*** SUPPLIED RECORDS ***

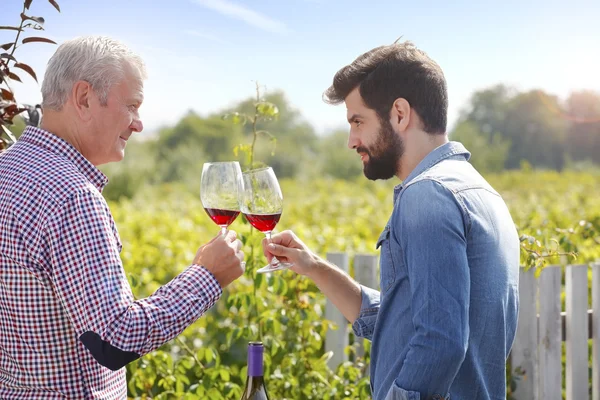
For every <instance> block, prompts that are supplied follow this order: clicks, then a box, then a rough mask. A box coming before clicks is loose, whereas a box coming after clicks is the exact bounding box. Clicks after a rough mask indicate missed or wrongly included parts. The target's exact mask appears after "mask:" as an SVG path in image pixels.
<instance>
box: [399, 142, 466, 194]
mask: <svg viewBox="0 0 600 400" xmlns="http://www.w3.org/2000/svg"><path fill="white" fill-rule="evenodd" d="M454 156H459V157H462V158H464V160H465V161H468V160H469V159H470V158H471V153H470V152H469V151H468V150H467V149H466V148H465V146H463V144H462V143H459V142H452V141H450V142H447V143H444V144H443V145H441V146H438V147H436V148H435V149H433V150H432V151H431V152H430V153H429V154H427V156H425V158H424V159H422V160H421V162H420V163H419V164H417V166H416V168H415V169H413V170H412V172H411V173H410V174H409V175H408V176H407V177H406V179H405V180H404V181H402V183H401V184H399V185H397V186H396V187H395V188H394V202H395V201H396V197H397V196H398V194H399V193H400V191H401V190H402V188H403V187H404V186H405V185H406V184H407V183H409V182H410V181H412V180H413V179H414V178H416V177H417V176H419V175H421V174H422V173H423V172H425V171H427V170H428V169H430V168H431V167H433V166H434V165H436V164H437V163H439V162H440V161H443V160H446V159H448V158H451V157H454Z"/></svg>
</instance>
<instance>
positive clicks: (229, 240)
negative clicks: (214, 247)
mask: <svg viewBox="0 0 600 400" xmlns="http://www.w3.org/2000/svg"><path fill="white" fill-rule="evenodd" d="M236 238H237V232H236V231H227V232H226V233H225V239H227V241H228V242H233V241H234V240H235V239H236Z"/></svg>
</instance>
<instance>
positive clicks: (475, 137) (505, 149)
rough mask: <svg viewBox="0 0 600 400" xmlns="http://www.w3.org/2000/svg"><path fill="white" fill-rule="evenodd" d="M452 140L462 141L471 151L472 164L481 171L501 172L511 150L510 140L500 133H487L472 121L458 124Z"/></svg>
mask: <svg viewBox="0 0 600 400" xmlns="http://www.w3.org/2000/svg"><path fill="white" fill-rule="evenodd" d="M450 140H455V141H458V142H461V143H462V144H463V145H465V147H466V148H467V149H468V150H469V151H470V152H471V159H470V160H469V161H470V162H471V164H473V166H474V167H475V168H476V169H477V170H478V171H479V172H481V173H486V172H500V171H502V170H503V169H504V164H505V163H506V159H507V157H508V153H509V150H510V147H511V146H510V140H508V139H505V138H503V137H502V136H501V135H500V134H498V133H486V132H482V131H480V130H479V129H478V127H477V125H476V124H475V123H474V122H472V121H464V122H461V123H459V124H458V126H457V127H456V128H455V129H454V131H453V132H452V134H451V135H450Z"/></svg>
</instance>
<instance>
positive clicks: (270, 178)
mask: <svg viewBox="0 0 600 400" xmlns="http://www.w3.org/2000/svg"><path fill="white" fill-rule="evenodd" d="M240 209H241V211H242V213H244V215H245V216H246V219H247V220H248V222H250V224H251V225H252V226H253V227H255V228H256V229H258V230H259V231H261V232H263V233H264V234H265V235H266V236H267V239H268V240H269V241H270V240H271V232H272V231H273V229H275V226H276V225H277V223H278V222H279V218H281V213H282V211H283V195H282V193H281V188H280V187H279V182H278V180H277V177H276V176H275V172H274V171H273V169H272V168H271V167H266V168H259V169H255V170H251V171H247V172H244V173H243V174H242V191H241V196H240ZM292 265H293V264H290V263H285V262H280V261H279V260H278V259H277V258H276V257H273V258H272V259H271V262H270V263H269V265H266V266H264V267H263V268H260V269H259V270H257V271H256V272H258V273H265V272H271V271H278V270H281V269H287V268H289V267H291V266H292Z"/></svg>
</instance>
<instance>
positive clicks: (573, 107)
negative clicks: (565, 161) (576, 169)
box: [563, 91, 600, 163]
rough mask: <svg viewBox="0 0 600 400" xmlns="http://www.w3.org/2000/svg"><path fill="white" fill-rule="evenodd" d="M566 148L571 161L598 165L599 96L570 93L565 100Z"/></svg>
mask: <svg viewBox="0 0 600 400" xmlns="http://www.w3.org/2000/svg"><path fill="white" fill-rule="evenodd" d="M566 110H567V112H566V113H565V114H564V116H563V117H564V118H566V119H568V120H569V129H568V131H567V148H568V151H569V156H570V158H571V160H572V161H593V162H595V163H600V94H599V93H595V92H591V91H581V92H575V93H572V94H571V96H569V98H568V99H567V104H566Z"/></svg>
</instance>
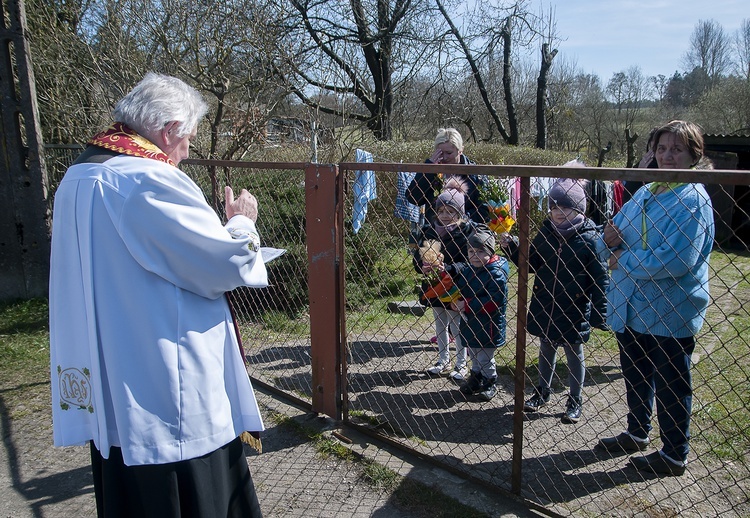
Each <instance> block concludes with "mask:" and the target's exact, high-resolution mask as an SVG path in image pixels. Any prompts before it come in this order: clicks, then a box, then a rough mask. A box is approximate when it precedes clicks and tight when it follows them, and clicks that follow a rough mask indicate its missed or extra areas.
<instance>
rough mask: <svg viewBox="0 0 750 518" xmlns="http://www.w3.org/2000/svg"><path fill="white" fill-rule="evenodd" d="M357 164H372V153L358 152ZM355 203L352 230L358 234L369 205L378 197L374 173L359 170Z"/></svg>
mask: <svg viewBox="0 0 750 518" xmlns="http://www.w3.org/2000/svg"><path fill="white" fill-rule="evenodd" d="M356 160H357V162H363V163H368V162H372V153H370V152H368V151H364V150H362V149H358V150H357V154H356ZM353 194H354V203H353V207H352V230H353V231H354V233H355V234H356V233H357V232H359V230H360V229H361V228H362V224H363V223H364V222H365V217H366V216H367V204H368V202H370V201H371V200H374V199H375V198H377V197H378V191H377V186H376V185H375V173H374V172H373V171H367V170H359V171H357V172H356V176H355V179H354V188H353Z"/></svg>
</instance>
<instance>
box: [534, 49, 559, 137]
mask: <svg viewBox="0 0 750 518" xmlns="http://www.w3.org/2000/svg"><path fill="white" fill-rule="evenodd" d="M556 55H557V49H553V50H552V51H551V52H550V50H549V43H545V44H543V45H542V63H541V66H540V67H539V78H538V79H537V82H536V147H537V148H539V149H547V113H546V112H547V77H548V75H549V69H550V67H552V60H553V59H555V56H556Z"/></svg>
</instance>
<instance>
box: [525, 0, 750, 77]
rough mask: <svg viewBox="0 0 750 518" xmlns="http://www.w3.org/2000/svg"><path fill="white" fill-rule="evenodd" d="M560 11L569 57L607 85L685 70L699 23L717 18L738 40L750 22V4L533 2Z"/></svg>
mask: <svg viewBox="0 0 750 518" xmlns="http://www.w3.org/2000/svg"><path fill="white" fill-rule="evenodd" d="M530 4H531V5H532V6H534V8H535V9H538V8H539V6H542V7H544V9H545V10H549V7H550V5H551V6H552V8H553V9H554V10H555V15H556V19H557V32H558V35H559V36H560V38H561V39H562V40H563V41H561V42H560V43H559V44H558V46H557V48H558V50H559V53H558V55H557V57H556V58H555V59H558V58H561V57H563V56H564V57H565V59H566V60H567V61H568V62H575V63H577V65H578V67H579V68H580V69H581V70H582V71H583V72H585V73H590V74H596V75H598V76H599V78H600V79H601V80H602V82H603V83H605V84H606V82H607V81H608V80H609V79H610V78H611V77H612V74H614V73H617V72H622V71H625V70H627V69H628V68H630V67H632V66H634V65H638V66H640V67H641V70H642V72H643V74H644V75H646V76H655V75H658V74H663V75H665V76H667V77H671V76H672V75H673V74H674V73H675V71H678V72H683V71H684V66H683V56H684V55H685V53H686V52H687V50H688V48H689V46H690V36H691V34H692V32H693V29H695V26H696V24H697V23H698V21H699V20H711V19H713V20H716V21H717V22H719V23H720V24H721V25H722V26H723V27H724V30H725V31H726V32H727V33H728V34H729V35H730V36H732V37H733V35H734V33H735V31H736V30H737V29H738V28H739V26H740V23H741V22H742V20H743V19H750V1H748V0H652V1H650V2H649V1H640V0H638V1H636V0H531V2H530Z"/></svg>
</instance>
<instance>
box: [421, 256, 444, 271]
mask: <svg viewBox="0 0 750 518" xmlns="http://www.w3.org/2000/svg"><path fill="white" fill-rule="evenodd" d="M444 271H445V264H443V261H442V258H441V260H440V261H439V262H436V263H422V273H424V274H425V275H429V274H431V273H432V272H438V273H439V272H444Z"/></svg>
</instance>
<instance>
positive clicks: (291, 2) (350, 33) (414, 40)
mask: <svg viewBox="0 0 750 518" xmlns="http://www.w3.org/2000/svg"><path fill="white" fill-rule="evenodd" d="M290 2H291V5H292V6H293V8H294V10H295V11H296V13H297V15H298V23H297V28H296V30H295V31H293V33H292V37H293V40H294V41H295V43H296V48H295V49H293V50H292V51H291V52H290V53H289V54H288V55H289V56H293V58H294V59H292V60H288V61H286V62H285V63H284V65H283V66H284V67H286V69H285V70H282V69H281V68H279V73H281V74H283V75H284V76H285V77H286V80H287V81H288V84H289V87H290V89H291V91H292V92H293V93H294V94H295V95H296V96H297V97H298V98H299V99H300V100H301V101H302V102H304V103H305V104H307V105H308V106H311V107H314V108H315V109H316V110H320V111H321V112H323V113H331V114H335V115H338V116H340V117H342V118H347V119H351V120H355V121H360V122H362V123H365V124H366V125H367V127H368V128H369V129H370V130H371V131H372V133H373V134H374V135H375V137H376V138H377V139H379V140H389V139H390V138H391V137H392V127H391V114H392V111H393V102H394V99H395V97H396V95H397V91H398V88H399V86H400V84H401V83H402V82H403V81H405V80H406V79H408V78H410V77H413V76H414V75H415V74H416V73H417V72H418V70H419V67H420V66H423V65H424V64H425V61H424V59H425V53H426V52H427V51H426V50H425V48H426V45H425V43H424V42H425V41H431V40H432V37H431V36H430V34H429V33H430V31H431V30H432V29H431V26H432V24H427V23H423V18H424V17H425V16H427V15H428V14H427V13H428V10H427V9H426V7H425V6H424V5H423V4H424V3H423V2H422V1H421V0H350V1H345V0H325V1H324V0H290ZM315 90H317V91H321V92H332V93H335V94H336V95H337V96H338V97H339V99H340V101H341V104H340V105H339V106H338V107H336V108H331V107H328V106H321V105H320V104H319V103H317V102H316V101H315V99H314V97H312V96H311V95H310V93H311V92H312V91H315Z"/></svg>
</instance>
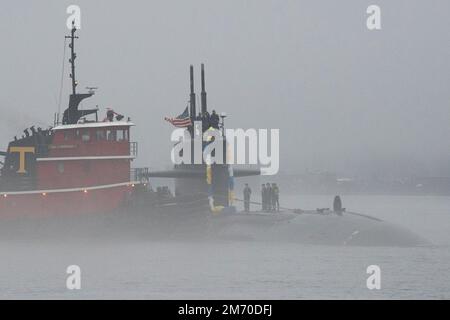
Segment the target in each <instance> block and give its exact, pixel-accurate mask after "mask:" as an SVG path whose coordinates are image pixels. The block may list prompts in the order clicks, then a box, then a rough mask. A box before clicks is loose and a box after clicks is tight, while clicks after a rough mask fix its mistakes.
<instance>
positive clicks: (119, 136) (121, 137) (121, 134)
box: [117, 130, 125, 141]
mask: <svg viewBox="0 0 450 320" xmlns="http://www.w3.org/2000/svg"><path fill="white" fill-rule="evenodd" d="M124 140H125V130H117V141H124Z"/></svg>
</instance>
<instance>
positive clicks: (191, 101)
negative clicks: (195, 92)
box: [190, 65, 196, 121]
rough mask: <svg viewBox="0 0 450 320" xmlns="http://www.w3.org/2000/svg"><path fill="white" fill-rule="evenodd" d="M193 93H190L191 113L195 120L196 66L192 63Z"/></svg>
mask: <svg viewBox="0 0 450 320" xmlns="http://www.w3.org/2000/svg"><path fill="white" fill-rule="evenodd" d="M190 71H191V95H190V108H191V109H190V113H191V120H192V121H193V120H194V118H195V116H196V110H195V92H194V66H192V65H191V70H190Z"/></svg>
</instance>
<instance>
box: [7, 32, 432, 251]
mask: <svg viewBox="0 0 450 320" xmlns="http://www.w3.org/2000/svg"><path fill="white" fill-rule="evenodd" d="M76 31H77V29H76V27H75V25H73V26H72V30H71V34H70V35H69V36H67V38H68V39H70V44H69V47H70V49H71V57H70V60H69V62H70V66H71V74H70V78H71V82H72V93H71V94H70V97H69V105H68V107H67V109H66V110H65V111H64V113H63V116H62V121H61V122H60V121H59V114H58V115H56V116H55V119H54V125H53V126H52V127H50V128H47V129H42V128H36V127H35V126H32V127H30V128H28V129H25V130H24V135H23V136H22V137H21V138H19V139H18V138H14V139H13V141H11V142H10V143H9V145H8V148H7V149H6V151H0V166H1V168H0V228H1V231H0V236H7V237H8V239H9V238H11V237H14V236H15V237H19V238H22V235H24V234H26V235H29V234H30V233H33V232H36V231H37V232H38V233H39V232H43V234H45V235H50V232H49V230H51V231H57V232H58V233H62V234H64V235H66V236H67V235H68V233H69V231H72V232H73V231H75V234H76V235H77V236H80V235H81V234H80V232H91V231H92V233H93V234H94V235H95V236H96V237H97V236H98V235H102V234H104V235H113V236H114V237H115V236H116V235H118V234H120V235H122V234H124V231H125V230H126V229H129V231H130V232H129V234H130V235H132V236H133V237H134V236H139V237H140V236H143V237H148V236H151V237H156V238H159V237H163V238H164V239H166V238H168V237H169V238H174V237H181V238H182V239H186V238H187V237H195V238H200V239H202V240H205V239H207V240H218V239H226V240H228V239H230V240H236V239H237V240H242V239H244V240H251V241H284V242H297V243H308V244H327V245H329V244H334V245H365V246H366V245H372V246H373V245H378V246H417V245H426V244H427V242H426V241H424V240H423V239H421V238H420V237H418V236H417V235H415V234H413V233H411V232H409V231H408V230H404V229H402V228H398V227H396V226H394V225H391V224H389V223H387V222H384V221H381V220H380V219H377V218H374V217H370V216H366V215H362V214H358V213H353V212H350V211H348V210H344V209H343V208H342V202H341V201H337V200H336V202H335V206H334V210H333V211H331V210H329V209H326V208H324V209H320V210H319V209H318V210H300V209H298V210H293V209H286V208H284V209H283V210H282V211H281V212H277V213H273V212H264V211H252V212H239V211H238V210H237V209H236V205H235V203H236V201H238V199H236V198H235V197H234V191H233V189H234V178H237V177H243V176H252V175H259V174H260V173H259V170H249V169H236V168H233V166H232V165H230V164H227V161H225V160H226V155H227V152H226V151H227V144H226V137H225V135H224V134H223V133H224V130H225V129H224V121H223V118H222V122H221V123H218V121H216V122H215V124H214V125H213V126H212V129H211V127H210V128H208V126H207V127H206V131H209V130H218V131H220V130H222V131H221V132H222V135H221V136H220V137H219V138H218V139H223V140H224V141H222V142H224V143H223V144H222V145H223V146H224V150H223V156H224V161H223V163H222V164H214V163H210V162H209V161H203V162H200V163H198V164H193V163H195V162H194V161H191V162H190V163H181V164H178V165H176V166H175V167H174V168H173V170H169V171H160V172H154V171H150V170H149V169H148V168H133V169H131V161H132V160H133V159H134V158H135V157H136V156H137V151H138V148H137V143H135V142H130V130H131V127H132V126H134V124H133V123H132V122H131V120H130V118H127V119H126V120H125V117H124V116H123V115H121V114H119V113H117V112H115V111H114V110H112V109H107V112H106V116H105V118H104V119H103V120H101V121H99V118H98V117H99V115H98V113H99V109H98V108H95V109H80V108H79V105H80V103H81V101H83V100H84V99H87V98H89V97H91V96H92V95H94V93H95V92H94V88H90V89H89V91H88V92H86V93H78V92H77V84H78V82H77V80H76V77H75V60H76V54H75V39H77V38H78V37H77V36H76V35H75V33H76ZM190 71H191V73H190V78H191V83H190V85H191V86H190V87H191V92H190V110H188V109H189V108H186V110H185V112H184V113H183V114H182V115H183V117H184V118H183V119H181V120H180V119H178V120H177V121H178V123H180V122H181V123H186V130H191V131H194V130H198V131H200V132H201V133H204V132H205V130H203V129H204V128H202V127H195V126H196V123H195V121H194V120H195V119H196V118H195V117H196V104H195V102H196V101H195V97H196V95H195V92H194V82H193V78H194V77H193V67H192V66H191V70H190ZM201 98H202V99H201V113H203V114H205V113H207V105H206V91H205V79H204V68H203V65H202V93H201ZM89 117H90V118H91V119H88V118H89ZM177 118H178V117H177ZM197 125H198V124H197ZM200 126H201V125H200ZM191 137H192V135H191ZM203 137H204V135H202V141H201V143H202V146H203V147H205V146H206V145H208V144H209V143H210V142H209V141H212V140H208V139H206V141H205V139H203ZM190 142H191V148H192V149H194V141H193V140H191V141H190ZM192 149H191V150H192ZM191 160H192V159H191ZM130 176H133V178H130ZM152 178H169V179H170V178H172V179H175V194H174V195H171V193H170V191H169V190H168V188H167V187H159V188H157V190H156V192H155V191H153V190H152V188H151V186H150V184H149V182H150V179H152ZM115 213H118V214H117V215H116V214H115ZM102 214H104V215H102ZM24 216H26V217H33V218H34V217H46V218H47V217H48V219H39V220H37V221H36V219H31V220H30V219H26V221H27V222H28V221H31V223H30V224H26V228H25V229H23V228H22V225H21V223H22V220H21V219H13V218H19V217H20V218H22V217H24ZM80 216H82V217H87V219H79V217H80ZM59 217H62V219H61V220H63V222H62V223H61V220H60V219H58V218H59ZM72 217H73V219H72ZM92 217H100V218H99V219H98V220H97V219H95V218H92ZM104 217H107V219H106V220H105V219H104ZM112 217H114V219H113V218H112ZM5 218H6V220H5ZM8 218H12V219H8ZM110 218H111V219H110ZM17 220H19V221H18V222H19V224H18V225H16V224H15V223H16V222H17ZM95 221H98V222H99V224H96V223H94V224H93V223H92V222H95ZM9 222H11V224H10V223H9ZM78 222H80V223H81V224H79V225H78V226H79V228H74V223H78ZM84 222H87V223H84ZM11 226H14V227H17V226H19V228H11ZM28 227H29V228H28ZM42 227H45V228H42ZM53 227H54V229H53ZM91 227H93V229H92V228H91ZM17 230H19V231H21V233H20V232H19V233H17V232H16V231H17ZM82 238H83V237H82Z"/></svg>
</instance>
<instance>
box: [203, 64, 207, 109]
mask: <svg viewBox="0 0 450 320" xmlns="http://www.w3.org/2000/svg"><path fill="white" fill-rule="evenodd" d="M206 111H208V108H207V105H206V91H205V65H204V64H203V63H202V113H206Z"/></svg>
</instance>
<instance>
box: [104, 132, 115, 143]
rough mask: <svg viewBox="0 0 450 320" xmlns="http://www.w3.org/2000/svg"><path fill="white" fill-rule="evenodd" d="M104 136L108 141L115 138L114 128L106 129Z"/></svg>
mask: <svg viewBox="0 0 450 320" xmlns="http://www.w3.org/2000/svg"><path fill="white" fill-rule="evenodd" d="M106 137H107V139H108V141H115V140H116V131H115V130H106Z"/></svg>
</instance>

*** End of SUPPLIED RECORDS ***

ASSIGNED TASK:
Which of the lines above contain the word "negative"? Pull out each of them in full.

ANSWER:
negative clicks: (214, 247)
negative clicks: (565, 161) (576, 169)
negative clicks: (195, 92)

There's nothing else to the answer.